• _WHAT IS REQUIRED_
Please rewrite the material starting at the line that has "the catcher's chest" and ending with its last line, changing "field log" to "project log" and keeping everything else the same.

┌─ RECORDS FOR THE TASK

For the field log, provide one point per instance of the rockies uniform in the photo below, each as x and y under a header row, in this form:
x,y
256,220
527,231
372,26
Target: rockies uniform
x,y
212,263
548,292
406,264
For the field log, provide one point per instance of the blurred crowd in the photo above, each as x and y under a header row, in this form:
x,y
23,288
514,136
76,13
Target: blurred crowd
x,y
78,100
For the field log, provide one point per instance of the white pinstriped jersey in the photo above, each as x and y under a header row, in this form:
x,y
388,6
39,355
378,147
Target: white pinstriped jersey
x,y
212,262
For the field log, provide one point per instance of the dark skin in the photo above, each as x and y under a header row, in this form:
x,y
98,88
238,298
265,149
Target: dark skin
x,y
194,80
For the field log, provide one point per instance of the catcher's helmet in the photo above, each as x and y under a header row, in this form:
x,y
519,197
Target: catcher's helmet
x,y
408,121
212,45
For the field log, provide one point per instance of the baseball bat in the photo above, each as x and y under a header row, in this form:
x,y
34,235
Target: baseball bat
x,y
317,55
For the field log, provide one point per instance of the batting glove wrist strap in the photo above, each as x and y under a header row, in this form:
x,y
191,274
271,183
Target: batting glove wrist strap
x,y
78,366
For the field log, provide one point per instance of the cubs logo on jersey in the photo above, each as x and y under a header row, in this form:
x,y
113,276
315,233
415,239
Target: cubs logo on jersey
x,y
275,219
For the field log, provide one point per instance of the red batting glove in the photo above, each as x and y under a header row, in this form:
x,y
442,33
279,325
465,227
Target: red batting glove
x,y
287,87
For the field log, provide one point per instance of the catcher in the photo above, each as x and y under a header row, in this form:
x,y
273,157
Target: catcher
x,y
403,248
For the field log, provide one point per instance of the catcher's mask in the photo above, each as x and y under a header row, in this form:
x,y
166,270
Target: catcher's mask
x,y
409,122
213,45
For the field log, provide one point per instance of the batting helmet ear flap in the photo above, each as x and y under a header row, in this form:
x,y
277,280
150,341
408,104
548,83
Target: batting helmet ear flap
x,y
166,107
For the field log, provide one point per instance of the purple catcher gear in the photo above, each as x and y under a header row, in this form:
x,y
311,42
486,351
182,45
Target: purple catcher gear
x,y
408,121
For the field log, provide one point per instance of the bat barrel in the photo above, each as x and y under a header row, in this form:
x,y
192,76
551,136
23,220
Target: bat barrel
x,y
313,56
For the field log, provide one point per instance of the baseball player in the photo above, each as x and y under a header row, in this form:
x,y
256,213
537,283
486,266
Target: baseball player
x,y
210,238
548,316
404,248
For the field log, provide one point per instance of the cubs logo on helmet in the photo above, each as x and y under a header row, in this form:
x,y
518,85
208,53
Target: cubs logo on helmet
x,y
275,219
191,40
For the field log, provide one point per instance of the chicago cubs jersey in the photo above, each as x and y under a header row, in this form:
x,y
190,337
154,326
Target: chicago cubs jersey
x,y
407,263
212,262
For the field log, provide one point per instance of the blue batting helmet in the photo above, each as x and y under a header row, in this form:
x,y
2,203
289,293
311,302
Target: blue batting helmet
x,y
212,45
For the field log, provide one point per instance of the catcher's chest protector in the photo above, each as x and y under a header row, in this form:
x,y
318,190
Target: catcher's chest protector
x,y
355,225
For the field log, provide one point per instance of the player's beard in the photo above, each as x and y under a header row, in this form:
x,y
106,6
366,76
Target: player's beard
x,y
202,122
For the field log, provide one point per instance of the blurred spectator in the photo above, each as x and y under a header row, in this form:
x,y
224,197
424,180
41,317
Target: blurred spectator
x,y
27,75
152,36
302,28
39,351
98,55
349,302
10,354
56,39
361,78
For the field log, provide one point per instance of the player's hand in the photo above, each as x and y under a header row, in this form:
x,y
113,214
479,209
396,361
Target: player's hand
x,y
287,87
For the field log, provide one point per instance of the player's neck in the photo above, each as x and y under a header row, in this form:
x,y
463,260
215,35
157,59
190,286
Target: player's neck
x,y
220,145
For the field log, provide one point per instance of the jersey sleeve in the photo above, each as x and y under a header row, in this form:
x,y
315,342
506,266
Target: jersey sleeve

└─

• _TASK RESPONSE_
For the project log, provide one point per instance of the catcher's chest protector in the photo above, each as x and y under a header row, in this form:
x,y
318,190
Target: catcher's chest protector
x,y
355,225
For the project log, provide one point per instance of the player's beard in the photo above, each as x and y under a header row, in this form:
x,y
106,6
366,76
Target: player's beard
x,y
202,122
For the project log, provide one point per instance of the blurred spectator in the photo above, each as x and y under a header row, in this form:
x,y
224,197
424,180
41,317
Target: blurred spectator
x,y
27,75
152,36
302,28
39,351
98,55
349,302
10,354
56,39
361,78
For the project log, provide one point per instance of the player's hand in the photo above, each as x and y under a header row, in this form:
x,y
113,214
479,209
396,361
Target: player's hand
x,y
287,87
For the project log, provide one point per instance of the player's neck in the photo above, each as x and y under a header row, in this form:
x,y
463,260
215,35
157,59
190,286
Target: player's neck
x,y
220,145
For the project log, provide one point per instance of the jersey sleeve in the photo above, each as x and y under a header row, in this form:
x,y
315,342
506,266
Target: jersey sleeve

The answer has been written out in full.